[Collected data]
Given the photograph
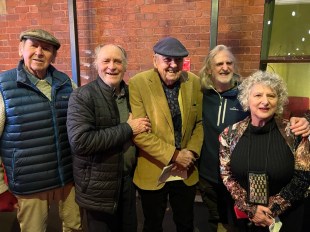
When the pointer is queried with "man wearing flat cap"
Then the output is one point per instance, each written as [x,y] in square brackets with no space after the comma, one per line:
[171,99]
[34,143]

• **EXERCISE**
Only the lines from the one with "When the pointer" through the final line above should be repeated, each exactly as written.

• **EXERCISE ANSWER**
When the pointer is queried with "man wearing flat cap"
Then the output is one point per instance, each written as [x,y] in square brackets with no space after the comma, one per line:
[171,99]
[34,143]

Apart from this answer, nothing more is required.